* Text for analysis:
Sensei on OPNsense - Application based filtering

Started by mb, August 25, 2018, 03:38:14 AM

Previous topic - Next topic
Not in our CARP HA cluster. We have 12 chelsio ports, so sensei needs to run with it.
Intel(R) Xeon(R) Silver 4116 CPU @ 2.10GHz (24 cores)
256 GB RAM, 300GB RAID1, 3x4 10G Chelsio T540-CO-SR

May 29, 2019, 05:33:35 PM #331 Last Edit: May 29, 2019, 05:44:47 PM by donatom3
Quote from: mb on May 29, 2019, 02:10:25 AM
Dear Sensei users,

Sensei 0.8.0 Release Candidate 1 is out. This marks the first step into releasing 0.8 and towards 1.0. There will be no 0.9 :)

Change log is as follows:

  • Per-process health monitoring. Sensei engine now checks heartbeats from its packet processors and taking the corrective action in case of trouble.

We're running 0.7 to 0.8 upgrade tests. As soon as they show that we're good to go, 0.7 users will be reported of the new 0.8 update.

Enjoy :)

Sensei team

@mb Just checking if that is the fix we were talking about to the issue I was seeing with Sensei/netmap crashing causing all traffic to stop until I rebooted the whole firewall.

The last times it happened restarting Sensei from the GUI did not let traffic resume. I had to restart the whole firewall with the auto start of the packet engine turned off.

I did the upgrade to rc1 yesterday so I'll let you know if I still see the issue.

Hello @mb.

Yes, I can confirm the fix in rc1 did resolve the error I saw with the Sensei CLI API and OPNsense Crash Reporter.

Thank you!

Great to hear that @JohnDoe17, thanks for letting us know.

@donatom3 hi,

Yes, it's also netmap related but a different issue. After many trials, I was able to reproduce your situation. Doing a ifconfig down/up seem to resolve the problem.

After Sensei 1.0, we'll have another dive at netmap. It's a great tool, but certainly needs some industry help to get to a super stable state.

Quote from: patcsy88 on May 29, 2019, 01:42:31 PM
Just reinstalled OPNsense and the RC1 on APU2C4 with 2GB Swap - so far so good!

* Your objective: Quote the Sensei forum thread above from "Yes, it's also" up to and including "far so good!".

* Data provided:
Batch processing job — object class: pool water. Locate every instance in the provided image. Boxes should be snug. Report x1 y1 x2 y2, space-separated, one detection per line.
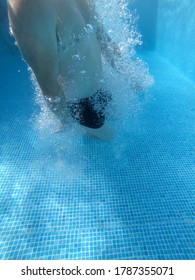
0 48 195 260
0 0 195 260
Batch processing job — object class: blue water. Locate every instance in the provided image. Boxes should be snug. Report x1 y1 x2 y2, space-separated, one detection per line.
0 0 195 260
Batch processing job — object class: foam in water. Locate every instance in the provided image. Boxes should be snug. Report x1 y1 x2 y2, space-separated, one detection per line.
33 0 153 140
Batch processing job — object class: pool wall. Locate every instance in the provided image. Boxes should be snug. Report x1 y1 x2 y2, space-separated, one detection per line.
0 0 195 81
156 0 195 81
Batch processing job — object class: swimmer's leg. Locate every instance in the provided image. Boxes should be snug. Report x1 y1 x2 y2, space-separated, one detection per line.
83 121 115 141
9 10 65 116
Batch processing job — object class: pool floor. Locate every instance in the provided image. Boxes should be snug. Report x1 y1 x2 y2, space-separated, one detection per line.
0 52 195 260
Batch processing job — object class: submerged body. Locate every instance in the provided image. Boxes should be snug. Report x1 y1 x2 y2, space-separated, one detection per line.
8 0 116 139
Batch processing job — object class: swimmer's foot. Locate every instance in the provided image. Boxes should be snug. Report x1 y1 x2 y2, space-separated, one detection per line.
84 122 115 141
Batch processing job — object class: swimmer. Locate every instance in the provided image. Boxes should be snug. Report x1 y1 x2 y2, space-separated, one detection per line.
8 0 117 140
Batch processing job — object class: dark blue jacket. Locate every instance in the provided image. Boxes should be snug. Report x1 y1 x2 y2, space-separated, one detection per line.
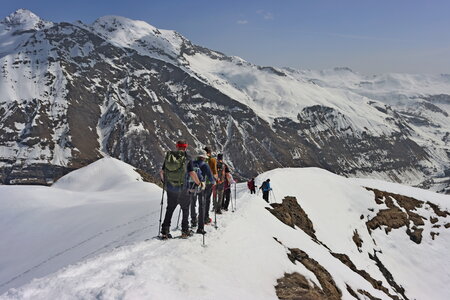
193 159 216 184
261 181 272 192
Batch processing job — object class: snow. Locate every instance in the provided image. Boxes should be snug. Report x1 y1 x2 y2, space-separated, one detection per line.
0 158 450 300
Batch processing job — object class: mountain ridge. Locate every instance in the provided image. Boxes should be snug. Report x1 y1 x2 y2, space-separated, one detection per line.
0 9 450 192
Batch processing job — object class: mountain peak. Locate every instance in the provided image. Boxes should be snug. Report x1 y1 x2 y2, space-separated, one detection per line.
0 8 51 30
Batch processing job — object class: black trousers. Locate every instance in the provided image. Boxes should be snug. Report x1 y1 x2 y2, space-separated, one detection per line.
205 183 213 222
263 191 269 203
194 191 206 230
222 188 231 209
161 190 190 234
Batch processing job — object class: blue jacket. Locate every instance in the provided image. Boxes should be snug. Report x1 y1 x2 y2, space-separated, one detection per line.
193 159 216 184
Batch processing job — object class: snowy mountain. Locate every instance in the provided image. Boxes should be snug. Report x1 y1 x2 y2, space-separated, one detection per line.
0 158 450 300
0 10 450 192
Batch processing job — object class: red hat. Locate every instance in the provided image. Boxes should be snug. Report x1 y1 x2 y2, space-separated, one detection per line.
177 141 188 149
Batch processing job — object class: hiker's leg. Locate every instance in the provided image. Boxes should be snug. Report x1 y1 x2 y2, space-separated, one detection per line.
161 191 178 233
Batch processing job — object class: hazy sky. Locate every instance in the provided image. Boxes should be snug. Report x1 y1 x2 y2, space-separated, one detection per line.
0 0 450 74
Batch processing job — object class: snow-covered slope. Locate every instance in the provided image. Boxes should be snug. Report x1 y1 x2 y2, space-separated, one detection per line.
0 159 450 300
0 158 161 291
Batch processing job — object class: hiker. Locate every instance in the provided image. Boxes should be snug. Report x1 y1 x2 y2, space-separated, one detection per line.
160 140 202 238
213 153 230 214
247 178 256 194
203 147 218 224
222 172 236 211
189 153 216 234
259 179 272 203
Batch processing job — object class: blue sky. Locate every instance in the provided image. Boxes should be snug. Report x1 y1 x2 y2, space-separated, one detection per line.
0 0 450 74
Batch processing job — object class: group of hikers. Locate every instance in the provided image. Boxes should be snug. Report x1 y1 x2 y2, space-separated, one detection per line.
158 140 272 239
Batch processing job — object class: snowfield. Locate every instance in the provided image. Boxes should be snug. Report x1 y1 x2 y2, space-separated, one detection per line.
0 158 450 300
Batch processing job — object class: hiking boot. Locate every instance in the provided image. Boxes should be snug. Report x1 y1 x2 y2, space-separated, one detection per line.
181 230 192 239
195 229 206 234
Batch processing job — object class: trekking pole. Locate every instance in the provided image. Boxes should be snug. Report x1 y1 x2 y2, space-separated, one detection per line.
200 190 206 247
175 205 181 230
234 182 237 210
158 185 165 237
270 190 277 203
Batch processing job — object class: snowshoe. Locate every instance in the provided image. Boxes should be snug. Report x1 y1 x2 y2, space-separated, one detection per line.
196 229 206 234
180 230 192 239
159 233 172 240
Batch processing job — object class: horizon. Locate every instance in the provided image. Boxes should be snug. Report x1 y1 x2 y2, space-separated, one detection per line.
0 0 450 75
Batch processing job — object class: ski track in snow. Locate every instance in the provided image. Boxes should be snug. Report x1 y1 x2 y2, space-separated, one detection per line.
0 213 155 288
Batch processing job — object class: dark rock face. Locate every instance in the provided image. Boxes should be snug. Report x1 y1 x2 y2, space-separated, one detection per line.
0 14 448 187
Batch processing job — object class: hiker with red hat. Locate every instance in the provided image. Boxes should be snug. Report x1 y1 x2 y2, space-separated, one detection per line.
203 146 218 224
160 140 202 239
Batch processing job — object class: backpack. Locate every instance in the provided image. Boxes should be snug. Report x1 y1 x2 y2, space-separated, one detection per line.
217 161 226 181
164 151 187 187
186 161 205 188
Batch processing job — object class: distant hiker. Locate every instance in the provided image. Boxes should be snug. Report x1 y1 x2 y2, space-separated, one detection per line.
160 140 201 238
222 172 236 211
247 178 256 194
213 153 230 214
189 153 216 234
203 147 218 224
259 179 272 203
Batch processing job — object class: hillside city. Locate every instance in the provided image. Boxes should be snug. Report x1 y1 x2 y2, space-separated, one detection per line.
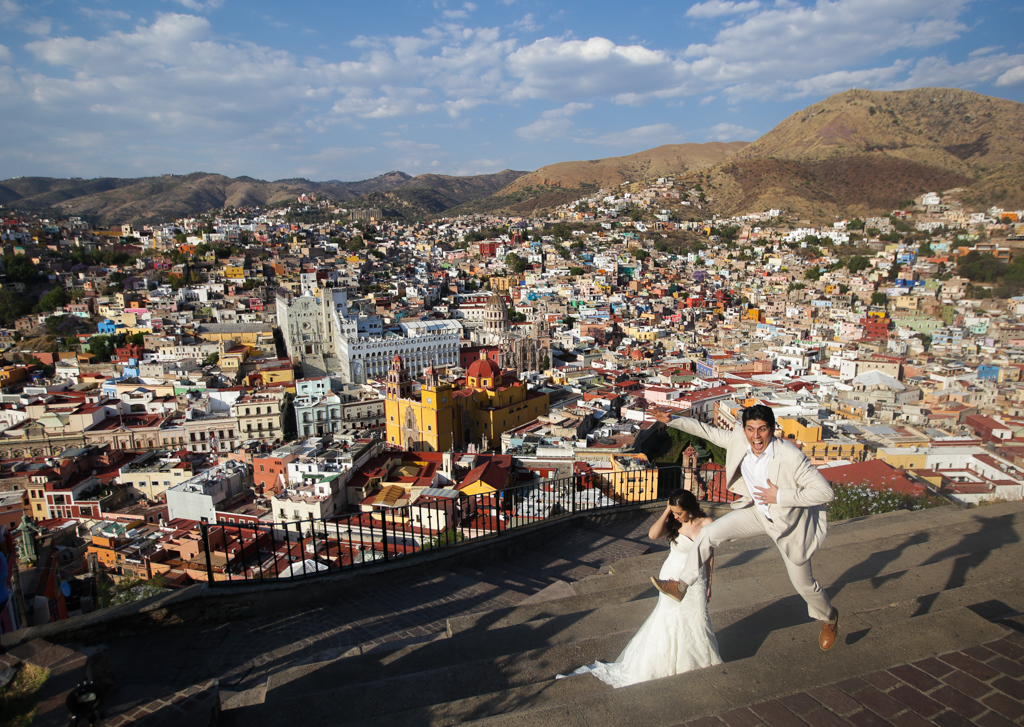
0 178 1024 623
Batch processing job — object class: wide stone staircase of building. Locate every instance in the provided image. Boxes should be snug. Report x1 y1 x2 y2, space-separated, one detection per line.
221 503 1024 727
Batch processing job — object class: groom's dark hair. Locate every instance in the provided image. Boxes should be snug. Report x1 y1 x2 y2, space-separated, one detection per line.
742 403 775 432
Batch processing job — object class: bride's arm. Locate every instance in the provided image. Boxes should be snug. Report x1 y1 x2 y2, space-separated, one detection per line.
647 503 672 541
705 548 715 602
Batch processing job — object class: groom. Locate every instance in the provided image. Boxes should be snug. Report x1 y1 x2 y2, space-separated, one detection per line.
651 404 839 650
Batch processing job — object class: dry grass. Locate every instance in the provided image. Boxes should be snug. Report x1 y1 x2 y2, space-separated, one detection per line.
0 664 50 727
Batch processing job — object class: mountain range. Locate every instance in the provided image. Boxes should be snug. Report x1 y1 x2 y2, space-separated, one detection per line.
0 88 1024 224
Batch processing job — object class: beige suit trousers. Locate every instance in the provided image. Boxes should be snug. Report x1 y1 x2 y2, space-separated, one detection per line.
677 506 831 621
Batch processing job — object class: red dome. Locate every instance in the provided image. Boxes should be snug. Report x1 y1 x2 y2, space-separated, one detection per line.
466 358 502 379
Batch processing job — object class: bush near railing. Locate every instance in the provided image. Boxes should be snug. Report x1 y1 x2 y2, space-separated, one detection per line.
828 484 949 520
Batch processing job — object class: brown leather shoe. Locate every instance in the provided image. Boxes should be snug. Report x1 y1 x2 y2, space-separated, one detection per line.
650 575 689 601
818 607 839 651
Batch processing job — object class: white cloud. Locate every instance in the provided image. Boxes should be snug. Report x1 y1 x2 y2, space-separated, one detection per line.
507 38 688 103
77 5 131 23
164 0 224 12
515 102 593 141
384 139 441 152
441 2 476 18
574 124 683 149
705 122 761 141
22 17 53 36
512 12 543 33
968 45 1002 58
686 0 761 17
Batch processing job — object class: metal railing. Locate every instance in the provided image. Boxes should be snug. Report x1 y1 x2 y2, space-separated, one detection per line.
197 465 735 586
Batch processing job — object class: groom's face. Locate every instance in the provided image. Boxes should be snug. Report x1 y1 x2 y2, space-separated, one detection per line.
743 419 775 457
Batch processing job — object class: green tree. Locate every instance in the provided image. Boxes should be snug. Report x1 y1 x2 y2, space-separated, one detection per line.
88 333 114 361
0 288 32 326
99 574 167 608
39 286 71 311
3 255 39 285
505 253 526 275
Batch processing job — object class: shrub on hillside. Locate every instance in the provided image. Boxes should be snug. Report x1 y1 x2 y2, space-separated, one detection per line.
828 484 949 521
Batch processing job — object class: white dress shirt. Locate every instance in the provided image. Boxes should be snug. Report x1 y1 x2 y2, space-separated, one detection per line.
739 437 775 520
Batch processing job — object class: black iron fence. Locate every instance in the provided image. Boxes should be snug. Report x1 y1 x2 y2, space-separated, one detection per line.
195 465 734 586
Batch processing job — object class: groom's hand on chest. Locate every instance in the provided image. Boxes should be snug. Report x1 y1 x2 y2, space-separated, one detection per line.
755 479 778 505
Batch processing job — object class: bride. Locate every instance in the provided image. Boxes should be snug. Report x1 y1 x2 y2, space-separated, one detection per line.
557 489 722 688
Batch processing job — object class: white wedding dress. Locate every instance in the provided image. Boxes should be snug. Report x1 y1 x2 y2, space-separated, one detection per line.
558 533 722 689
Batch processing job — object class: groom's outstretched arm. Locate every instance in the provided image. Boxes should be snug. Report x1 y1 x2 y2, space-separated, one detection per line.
654 414 732 447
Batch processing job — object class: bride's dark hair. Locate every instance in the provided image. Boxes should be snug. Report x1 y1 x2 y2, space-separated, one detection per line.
665 489 708 543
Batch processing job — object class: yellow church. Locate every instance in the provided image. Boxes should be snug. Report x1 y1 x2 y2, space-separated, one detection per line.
384 355 550 452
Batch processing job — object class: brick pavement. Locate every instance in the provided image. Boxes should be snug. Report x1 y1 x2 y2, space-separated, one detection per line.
680 619 1024 727
94 511 664 715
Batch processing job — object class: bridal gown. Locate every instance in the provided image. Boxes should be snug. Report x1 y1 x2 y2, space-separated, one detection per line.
559 533 722 688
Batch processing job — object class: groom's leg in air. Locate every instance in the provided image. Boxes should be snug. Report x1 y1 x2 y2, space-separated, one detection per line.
779 550 839 651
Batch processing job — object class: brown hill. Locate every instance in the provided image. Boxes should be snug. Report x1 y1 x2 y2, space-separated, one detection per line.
688 88 1024 218
503 141 746 193
446 141 748 215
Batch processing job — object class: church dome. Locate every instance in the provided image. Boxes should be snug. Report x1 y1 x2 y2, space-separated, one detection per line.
466 358 502 379
483 293 509 313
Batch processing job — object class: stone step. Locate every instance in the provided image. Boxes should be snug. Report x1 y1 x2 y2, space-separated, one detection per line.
447 565 548 596
241 507 1024 724
256 599 868 726
102 679 220 727
460 609 1005 727
447 573 657 636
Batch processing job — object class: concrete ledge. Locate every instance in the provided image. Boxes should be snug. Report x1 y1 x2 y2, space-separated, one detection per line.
2 500 665 648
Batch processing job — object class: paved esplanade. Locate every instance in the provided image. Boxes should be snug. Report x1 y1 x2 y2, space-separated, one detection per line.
74 503 1024 727
94 511 665 714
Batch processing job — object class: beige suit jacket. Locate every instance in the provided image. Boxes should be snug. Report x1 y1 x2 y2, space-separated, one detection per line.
669 417 835 565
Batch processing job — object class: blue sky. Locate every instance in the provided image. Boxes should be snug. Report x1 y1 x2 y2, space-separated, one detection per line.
0 0 1024 181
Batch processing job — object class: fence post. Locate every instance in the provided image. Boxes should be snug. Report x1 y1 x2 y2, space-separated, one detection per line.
199 522 215 588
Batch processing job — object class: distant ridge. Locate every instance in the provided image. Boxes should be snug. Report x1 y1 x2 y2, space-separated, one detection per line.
8 88 1024 224
0 170 524 225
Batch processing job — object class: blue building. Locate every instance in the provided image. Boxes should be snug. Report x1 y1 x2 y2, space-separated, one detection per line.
978 364 999 381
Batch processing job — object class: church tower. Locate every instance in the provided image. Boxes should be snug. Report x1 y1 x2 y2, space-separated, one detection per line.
483 293 509 345
385 353 413 399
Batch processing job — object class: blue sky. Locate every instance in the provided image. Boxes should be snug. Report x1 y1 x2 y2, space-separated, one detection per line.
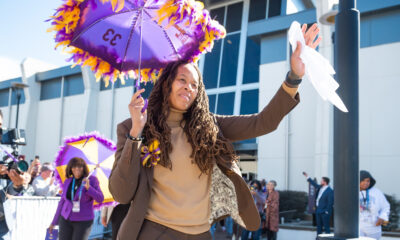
0 0 70 66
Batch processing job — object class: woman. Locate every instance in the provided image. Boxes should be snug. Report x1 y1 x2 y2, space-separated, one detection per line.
241 180 265 240
49 157 104 240
359 170 390 239
101 204 130 240
109 25 318 240
265 180 279 240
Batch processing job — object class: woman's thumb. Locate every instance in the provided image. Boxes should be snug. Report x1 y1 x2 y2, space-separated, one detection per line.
293 41 303 56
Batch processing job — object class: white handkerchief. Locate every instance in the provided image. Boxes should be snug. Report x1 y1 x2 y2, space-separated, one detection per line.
288 21 348 112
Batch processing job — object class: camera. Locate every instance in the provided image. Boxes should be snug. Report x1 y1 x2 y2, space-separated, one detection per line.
0 128 29 179
0 128 26 145
0 158 29 179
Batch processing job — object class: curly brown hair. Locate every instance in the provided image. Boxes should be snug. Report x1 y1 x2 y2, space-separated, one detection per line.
65 157 89 178
143 61 237 174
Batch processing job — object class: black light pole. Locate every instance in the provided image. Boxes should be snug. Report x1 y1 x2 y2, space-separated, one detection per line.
15 88 21 129
334 0 360 239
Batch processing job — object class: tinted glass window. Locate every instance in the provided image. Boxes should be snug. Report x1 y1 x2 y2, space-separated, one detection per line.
243 38 261 83
203 40 222 89
210 7 225 25
240 89 258 114
240 89 258 143
217 92 235 115
249 0 267 22
0 88 10 107
219 33 240 87
268 0 282 18
225 2 243 33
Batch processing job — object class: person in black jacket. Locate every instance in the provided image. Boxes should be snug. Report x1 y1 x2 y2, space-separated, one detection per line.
303 172 333 234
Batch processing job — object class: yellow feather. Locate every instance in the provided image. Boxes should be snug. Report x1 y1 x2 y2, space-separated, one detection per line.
111 0 118 11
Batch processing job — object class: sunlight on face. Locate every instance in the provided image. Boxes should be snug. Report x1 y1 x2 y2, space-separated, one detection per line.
71 166 83 179
169 64 199 111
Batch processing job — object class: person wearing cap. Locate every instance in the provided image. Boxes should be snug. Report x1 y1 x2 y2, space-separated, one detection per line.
32 163 59 197
359 170 390 239
303 172 334 235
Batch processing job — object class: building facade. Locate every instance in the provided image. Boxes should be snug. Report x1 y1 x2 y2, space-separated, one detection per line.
0 0 400 196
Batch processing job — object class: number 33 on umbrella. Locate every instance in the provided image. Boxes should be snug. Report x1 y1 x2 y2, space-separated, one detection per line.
103 28 122 46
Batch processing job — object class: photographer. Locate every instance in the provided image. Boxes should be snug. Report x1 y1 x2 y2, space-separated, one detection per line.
0 110 33 240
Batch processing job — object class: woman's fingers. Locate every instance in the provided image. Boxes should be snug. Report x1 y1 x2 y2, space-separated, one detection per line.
304 23 319 46
301 24 307 36
310 37 322 49
293 41 302 57
131 88 145 103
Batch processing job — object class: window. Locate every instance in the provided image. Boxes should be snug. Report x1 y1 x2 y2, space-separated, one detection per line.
219 33 240 87
0 88 10 107
240 89 258 143
203 2 243 89
268 0 282 18
40 78 61 100
240 89 258 114
203 40 222 89
227 2 243 33
243 38 261 84
249 0 267 22
63 73 85 97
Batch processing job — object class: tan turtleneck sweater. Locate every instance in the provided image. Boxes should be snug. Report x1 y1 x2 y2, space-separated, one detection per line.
145 109 211 234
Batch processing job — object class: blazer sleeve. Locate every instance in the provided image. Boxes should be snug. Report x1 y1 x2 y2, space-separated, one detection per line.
109 123 141 204
215 87 300 142
86 176 104 203
307 177 321 189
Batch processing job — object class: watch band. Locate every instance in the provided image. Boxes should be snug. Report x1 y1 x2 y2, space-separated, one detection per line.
126 133 143 142
285 71 303 87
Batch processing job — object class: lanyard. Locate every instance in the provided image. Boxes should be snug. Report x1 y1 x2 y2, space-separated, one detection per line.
361 189 369 209
71 178 83 201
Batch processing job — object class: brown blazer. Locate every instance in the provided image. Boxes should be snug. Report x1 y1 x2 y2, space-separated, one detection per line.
265 190 279 232
109 87 299 240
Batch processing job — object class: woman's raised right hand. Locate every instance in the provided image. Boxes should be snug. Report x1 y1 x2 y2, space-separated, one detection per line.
49 224 54 233
128 88 147 137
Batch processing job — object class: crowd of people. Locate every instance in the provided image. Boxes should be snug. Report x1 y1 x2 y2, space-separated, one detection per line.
0 19 394 240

* Result:
Yes, it's also netmap related but a different issue. After many trials, I was able to reproduce your situation. Doing a ifconfig down/up seem to resolve the problem.

After Sensei 1.0, we'll have another dive at netmap. It's a great tool, but certainly needs some industry help to get to a super stable state.

Quote from: patcsy88 on May 29, 2019, 01:42:31 PM
Just reinstalled OPNsense and the RC1 on APU2C4 with 2GB Swap - so far so good!